------ THE DATA ------
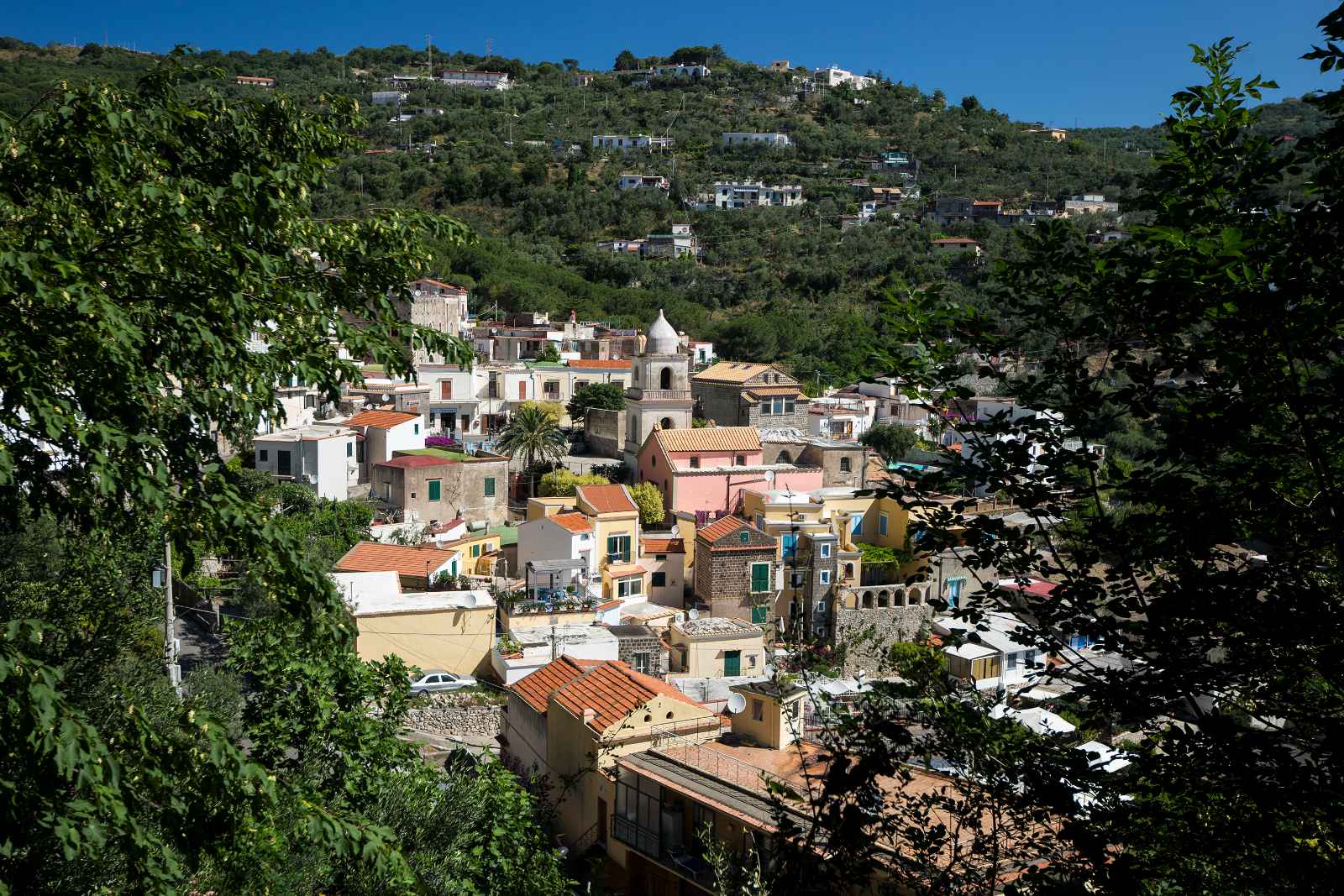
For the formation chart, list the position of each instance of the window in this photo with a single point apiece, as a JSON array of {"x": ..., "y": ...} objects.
[
  {"x": 954, "y": 587},
  {"x": 759, "y": 577}
]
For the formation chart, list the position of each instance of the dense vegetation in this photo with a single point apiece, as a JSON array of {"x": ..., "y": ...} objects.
[{"x": 773, "y": 284}]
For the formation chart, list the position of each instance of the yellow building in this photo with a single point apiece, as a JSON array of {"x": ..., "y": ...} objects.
[
  {"x": 448, "y": 631},
  {"x": 575, "y": 716},
  {"x": 716, "y": 647}
]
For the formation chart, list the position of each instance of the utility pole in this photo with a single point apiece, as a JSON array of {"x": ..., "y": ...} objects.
[{"x": 170, "y": 621}]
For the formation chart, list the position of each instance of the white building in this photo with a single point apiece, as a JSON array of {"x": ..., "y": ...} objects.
[
  {"x": 753, "y": 192},
  {"x": 832, "y": 76},
  {"x": 644, "y": 181},
  {"x": 627, "y": 143},
  {"x": 476, "y": 80},
  {"x": 743, "y": 137},
  {"x": 694, "y": 73},
  {"x": 323, "y": 458}
]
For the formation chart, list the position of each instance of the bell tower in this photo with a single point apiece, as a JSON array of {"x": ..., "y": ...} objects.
[{"x": 660, "y": 389}]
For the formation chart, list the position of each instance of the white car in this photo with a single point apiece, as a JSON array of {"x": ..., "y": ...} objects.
[{"x": 440, "y": 680}]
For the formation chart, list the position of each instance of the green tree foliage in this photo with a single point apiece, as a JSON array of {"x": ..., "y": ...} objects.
[
  {"x": 649, "y": 500},
  {"x": 1206, "y": 567},
  {"x": 145, "y": 234},
  {"x": 564, "y": 484},
  {"x": 533, "y": 434},
  {"x": 890, "y": 439},
  {"x": 608, "y": 396}
]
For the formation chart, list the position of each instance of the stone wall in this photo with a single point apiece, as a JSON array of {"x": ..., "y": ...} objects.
[
  {"x": 448, "y": 716},
  {"x": 866, "y": 634},
  {"x": 605, "y": 432}
]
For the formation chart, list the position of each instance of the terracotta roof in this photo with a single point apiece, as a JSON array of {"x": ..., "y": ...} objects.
[
  {"x": 774, "y": 390},
  {"x": 732, "y": 372},
  {"x": 382, "y": 419},
  {"x": 416, "y": 459},
  {"x": 601, "y": 364},
  {"x": 722, "y": 527},
  {"x": 537, "y": 688},
  {"x": 710, "y": 438},
  {"x": 606, "y": 499},
  {"x": 612, "y": 691},
  {"x": 371, "y": 557},
  {"x": 573, "y": 521}
]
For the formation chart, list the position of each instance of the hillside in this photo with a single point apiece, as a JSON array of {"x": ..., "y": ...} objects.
[{"x": 772, "y": 282}]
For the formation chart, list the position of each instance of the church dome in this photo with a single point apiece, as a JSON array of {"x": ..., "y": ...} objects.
[{"x": 662, "y": 338}]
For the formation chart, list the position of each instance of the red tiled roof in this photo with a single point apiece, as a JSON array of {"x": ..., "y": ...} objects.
[
  {"x": 612, "y": 691},
  {"x": 537, "y": 688},
  {"x": 722, "y": 527},
  {"x": 417, "y": 459},
  {"x": 606, "y": 499},
  {"x": 371, "y": 557},
  {"x": 382, "y": 419},
  {"x": 601, "y": 364},
  {"x": 573, "y": 521}
]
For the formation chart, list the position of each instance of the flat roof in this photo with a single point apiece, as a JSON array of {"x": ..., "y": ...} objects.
[{"x": 382, "y": 605}]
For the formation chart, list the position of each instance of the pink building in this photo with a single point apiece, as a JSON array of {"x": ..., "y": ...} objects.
[{"x": 707, "y": 469}]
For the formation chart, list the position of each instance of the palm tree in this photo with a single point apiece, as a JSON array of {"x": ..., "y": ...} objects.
[{"x": 534, "y": 436}]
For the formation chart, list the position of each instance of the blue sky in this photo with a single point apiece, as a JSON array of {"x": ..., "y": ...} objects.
[{"x": 1059, "y": 60}]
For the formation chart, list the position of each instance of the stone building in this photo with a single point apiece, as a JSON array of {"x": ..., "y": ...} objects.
[
  {"x": 432, "y": 485},
  {"x": 743, "y": 394},
  {"x": 736, "y": 570},
  {"x": 660, "y": 389},
  {"x": 642, "y": 649}
]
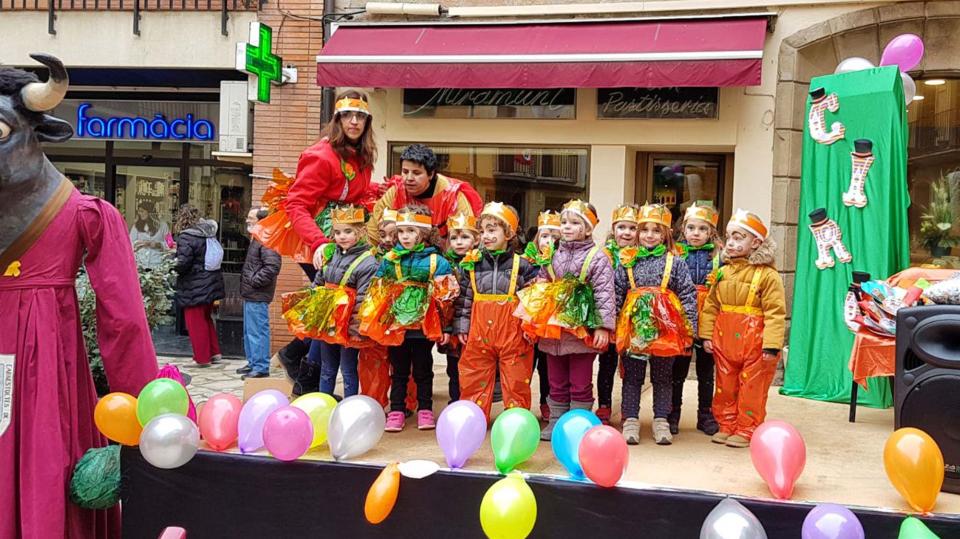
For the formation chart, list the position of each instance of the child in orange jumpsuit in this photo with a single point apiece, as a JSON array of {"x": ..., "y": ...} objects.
[
  {"x": 743, "y": 326},
  {"x": 490, "y": 334}
]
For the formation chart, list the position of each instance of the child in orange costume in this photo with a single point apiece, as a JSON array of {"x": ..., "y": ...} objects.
[
  {"x": 491, "y": 335},
  {"x": 743, "y": 325}
]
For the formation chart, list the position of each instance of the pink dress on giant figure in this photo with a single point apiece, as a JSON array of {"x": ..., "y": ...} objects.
[{"x": 46, "y": 417}]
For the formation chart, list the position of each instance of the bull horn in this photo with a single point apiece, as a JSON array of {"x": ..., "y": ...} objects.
[{"x": 44, "y": 96}]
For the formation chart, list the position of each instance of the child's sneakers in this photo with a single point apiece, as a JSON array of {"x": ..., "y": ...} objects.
[
  {"x": 631, "y": 430},
  {"x": 395, "y": 421},
  {"x": 661, "y": 431},
  {"x": 425, "y": 420}
]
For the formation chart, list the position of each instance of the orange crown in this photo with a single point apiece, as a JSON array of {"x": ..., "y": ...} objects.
[
  {"x": 581, "y": 208},
  {"x": 463, "y": 221},
  {"x": 655, "y": 213},
  {"x": 414, "y": 219},
  {"x": 548, "y": 219},
  {"x": 750, "y": 222},
  {"x": 704, "y": 213}
]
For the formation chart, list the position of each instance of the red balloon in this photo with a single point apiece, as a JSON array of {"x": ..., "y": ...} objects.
[
  {"x": 604, "y": 455},
  {"x": 779, "y": 454}
]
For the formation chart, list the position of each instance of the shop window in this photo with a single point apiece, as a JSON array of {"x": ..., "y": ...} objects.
[
  {"x": 933, "y": 173},
  {"x": 530, "y": 179}
]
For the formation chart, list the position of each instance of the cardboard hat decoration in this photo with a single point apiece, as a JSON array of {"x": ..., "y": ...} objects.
[{"x": 750, "y": 222}]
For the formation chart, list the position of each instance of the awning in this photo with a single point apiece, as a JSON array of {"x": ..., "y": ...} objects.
[{"x": 658, "y": 53}]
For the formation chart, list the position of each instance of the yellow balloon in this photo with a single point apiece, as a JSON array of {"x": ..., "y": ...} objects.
[
  {"x": 508, "y": 509},
  {"x": 318, "y": 406},
  {"x": 914, "y": 464}
]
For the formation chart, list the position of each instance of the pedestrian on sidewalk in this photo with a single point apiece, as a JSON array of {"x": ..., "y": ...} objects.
[{"x": 258, "y": 282}]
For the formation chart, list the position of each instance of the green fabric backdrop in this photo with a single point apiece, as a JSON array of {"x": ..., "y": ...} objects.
[{"x": 871, "y": 107}]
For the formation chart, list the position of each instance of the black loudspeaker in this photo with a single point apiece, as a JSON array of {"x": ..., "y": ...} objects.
[{"x": 927, "y": 383}]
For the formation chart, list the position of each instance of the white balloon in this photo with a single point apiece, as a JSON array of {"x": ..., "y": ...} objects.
[
  {"x": 909, "y": 88},
  {"x": 169, "y": 441},
  {"x": 854, "y": 63}
]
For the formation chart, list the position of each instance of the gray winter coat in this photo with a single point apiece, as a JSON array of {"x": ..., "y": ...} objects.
[
  {"x": 258, "y": 280},
  {"x": 493, "y": 277},
  {"x": 649, "y": 272},
  {"x": 335, "y": 268},
  {"x": 569, "y": 258}
]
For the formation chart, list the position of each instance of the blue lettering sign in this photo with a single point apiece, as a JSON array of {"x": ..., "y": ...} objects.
[{"x": 158, "y": 128}]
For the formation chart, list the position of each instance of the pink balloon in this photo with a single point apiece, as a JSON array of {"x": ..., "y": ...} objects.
[
  {"x": 219, "y": 419},
  {"x": 287, "y": 433},
  {"x": 779, "y": 454},
  {"x": 603, "y": 455},
  {"x": 904, "y": 51},
  {"x": 254, "y": 414}
]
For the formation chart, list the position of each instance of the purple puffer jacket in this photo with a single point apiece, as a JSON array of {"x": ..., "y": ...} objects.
[{"x": 569, "y": 259}]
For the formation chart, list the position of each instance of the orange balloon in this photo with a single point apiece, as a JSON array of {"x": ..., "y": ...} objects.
[
  {"x": 382, "y": 495},
  {"x": 116, "y": 417},
  {"x": 914, "y": 464}
]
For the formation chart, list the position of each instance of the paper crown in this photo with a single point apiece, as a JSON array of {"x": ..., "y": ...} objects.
[
  {"x": 462, "y": 221},
  {"x": 655, "y": 213},
  {"x": 503, "y": 212},
  {"x": 414, "y": 219},
  {"x": 352, "y": 104},
  {"x": 704, "y": 213},
  {"x": 347, "y": 215},
  {"x": 580, "y": 208},
  {"x": 749, "y": 222},
  {"x": 548, "y": 219},
  {"x": 626, "y": 213}
]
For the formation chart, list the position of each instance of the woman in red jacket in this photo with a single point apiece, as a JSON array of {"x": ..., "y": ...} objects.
[{"x": 335, "y": 170}]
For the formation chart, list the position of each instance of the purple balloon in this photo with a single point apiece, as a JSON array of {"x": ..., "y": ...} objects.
[
  {"x": 904, "y": 51},
  {"x": 254, "y": 414},
  {"x": 831, "y": 521},
  {"x": 287, "y": 433},
  {"x": 460, "y": 432}
]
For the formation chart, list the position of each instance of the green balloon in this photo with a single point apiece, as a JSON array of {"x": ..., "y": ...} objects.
[
  {"x": 161, "y": 396},
  {"x": 515, "y": 438},
  {"x": 914, "y": 528}
]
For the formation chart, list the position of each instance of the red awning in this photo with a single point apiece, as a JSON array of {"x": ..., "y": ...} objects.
[{"x": 692, "y": 52}]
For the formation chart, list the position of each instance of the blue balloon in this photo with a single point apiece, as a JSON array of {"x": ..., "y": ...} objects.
[{"x": 566, "y": 438}]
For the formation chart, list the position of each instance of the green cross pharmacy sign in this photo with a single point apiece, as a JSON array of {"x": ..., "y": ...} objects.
[{"x": 258, "y": 61}]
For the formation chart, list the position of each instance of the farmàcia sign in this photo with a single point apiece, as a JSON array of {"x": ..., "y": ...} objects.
[{"x": 90, "y": 124}]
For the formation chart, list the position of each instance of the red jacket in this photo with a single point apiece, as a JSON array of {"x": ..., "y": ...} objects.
[{"x": 321, "y": 179}]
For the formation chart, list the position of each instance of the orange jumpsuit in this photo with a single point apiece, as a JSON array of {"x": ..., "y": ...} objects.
[{"x": 496, "y": 338}]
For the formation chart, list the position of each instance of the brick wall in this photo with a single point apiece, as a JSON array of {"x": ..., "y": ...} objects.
[{"x": 291, "y": 122}]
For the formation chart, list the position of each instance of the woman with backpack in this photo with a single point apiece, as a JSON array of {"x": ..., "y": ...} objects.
[{"x": 199, "y": 281}]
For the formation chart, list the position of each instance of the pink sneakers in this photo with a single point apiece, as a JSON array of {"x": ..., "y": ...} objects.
[
  {"x": 395, "y": 421},
  {"x": 425, "y": 420}
]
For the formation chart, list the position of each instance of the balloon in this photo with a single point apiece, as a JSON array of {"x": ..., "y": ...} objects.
[
  {"x": 854, "y": 63},
  {"x": 508, "y": 509},
  {"x": 169, "y": 440},
  {"x": 566, "y": 437},
  {"x": 287, "y": 433},
  {"x": 914, "y": 465},
  {"x": 382, "y": 495},
  {"x": 318, "y": 406},
  {"x": 161, "y": 396},
  {"x": 909, "y": 88},
  {"x": 914, "y": 528},
  {"x": 903, "y": 51},
  {"x": 253, "y": 415},
  {"x": 604, "y": 455},
  {"x": 514, "y": 437},
  {"x": 731, "y": 520},
  {"x": 218, "y": 421},
  {"x": 831, "y": 521},
  {"x": 355, "y": 427},
  {"x": 779, "y": 454},
  {"x": 461, "y": 429},
  {"x": 116, "y": 417}
]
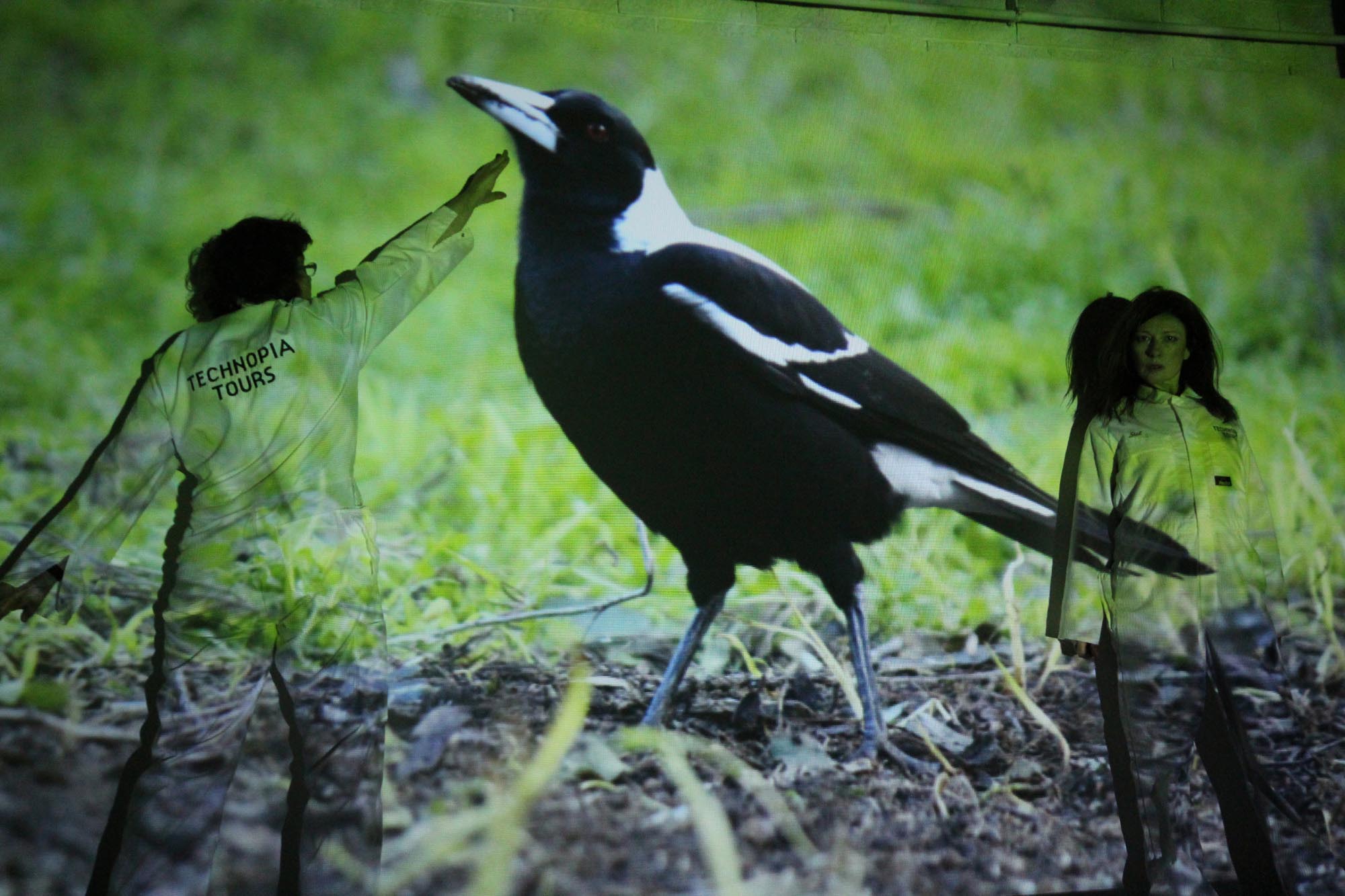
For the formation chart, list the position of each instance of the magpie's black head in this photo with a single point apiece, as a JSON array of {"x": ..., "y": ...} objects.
[{"x": 572, "y": 146}]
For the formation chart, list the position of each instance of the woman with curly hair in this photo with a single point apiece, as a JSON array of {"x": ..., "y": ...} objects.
[{"x": 270, "y": 571}]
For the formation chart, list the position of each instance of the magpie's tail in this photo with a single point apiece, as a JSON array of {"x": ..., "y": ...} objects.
[{"x": 1143, "y": 546}]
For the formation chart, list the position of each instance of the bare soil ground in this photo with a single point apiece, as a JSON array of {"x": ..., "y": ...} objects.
[{"x": 1009, "y": 818}]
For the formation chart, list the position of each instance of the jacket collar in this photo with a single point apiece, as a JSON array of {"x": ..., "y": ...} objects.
[{"x": 1152, "y": 396}]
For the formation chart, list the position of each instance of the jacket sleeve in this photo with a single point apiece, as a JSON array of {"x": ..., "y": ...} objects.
[
  {"x": 1079, "y": 594},
  {"x": 88, "y": 525},
  {"x": 369, "y": 302}
]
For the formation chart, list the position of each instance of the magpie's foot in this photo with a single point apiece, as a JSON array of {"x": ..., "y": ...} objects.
[
  {"x": 906, "y": 760},
  {"x": 867, "y": 749}
]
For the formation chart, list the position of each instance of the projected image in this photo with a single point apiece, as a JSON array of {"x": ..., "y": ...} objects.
[{"x": 758, "y": 345}]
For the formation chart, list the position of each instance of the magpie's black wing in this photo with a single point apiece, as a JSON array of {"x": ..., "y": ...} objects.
[
  {"x": 790, "y": 339},
  {"x": 926, "y": 448}
]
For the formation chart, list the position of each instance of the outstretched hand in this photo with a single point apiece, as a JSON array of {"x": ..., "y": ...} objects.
[
  {"x": 29, "y": 596},
  {"x": 478, "y": 190}
]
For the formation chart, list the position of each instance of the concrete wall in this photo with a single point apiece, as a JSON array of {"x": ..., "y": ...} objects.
[{"x": 1215, "y": 32}]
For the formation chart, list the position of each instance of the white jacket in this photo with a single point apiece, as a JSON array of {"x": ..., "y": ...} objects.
[
  {"x": 259, "y": 408},
  {"x": 1174, "y": 466}
]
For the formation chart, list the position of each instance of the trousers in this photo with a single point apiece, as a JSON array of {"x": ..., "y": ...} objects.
[
  {"x": 1222, "y": 698},
  {"x": 270, "y": 657}
]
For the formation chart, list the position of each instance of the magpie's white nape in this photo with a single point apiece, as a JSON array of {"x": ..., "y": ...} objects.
[{"x": 719, "y": 399}]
------
| WHAT THE TASK REQUIRES |
Your answer must be the lines from the one that contains "the magpie's white" through the last line of the entries above, copied exactly, with no other lines.

| RESPONSE TO THE EXERCISE |
For the formation chart, list the position of each instance of the magpie's white nape in this photo with a single point apiece, as a JSON array of {"x": ..., "y": ...} objects.
[{"x": 719, "y": 399}]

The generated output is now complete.